- _Text section_:
--- START ---

You can't spend more fast, but you can always spend more.


Why would you spend more if it's not solving problems?

You can certainly spend more, but on-prem/self-hosted, time is usually the limiting factor, either directly or through opportunity cost. Contrary to popular belief, time does not always equal money, if you need more storage and the blocker is that you need to build out an S3 equivalent (rather than just paying for S3), then you'll be blocked by hiring, by hardware lead times, etc.


Maybe I'm misreading what you mean, but I don't understand why it's not solving problems. Lack of capactiy solved buy buying more hardware or replacing existing hardware with more powerful hardware. In the datacenter you need to have capacity planning pretty early on, while in the cloud you can get by until reaching very large cloud bill.

I also don't think that every organisation that needs file storage must build a storage solution that should compete the reliabiltiy and features of S3. Most of the times you can get by just fine at fraction of the cost.


I may not be communicating it clearly.

Take file storage for example. Going from one server, to one with backups, to N, to big-N, are all points of inflection where significant engineering is required for on-prem/self-hosted file storage. With a cloud solution none of these are inflection points, none require additional work, they only require additional money.

--- END ---

- _Dataset records_:

--- START ---

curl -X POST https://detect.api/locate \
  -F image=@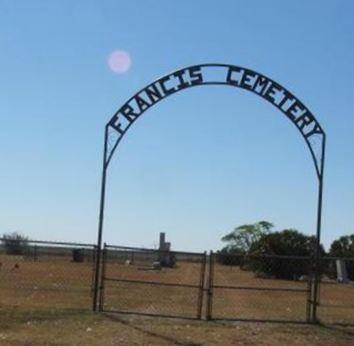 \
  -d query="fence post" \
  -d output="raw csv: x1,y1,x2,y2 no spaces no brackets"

197,251,206,320
306,258,313,323
206,250,214,321
98,243,107,312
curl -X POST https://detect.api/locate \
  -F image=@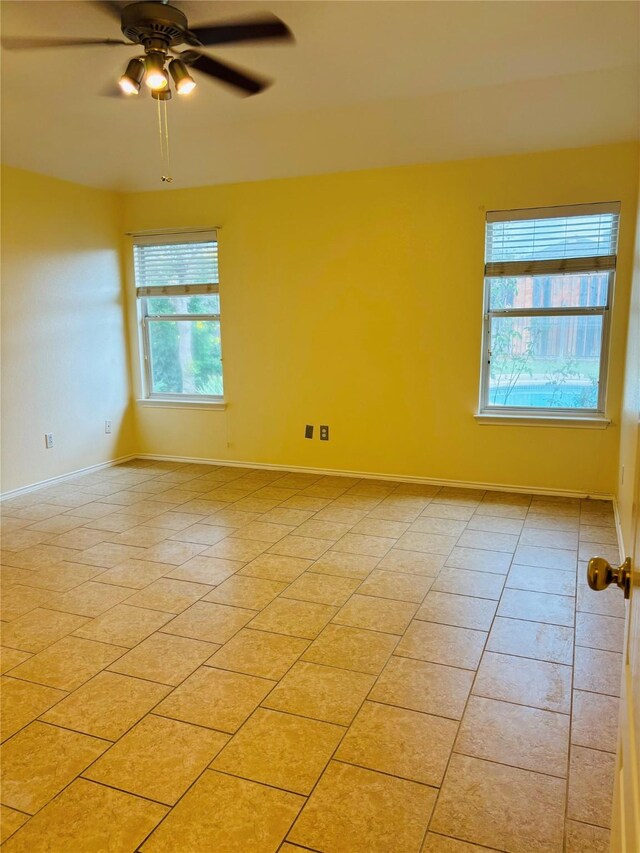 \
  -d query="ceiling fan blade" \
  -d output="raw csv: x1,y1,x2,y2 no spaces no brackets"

178,50,271,95
1,36,132,50
188,15,293,46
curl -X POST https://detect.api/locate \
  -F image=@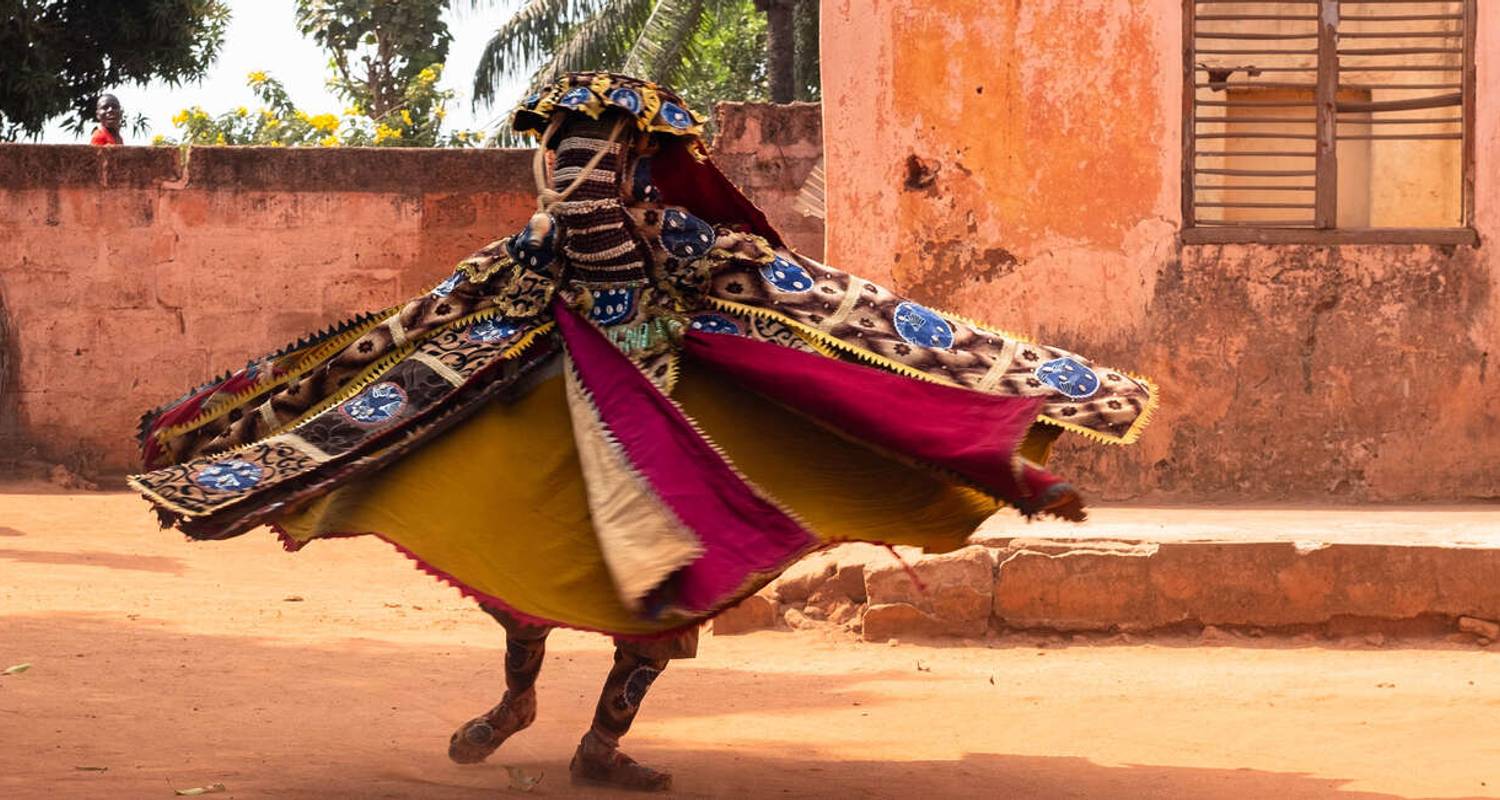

--- END ---

- _Stated task 1_: Repeat the storage discussion word for word from "You can't spend" to "large cloud bill.".
- _Stated task 2_:
Answer these questions on the storage discussion:
(a) What does it call the usual limiting factor for on-prem or self-hosted setups?
(b) What problem does one reply say is solved by buying more hardware or replacing it with more powerful hardware?
(c) Which steps in file storage does it name as points of inflection?
- _Stated task 3_: Resume the storage discussion after its last sentence.
The rows play no part in this work.

- _Task response 1_:
You can't spend more fast, but you can always spend more.


Why would you spend more if it's not solving problems?

You can certainly spend more, but on-prem/self-hosted, time is usually the limiting factor, either directly or through opportunity cost. Contrary to popular belief, time does not always equal money, if you need more storage and the blocker is that you need to build out an S3 equivalent (rather than just paying for S3), then you'll be blocked by hiring, by hardware lead times, etc.


Maybe I'm misreading what you mean, but I don't understand why it's not solving problems. Lack of capactiy solved buy buying more hardware or replacing existing hardware with more powerful hardware. In the datacenter you need to have capacity planning pretty early on, while in the cloud you can get by until reaching very large cloud bill.

- _Task response 2_:
(a) Time, either directly or through opportunity cost.
(b) Lack of capacity.
(c) Going from one server, to one with backups, to N, to big-N.

- _Task response 3_:
Assuming you have infinite time, you can just funnel money into things like hardware upgrades and hiring engineers to build these things, but if you don't assume infinite time, time is often as strong or even stronger a factor than money.

At my last company we had a bunch of servers in colo, and could not throw money at solving problems there. Getting a new machine took 2+ days and a bunch of emails, not an API call. We moved to the cloud mostly because the opportunity cost, i.e. the time spent by engineers on toil scaling things on physical machines, was higher than the monetary cost that we could pay on a cloud provider.

This won't be the same for everyone, but the point is that money is roughly the only consideration in cloud, but not the only consideration on-prem, at least when you discount common factors between the two.


If you are at the point of having to deal with individual servers and have a very fast-paced development (startup), or have to deal with very burstable traffic spikes (say e-commerce), cloud is probably your friend.

But sometimes you just need more compute and you are the type of organization that buys compute by the floor space and power consumption...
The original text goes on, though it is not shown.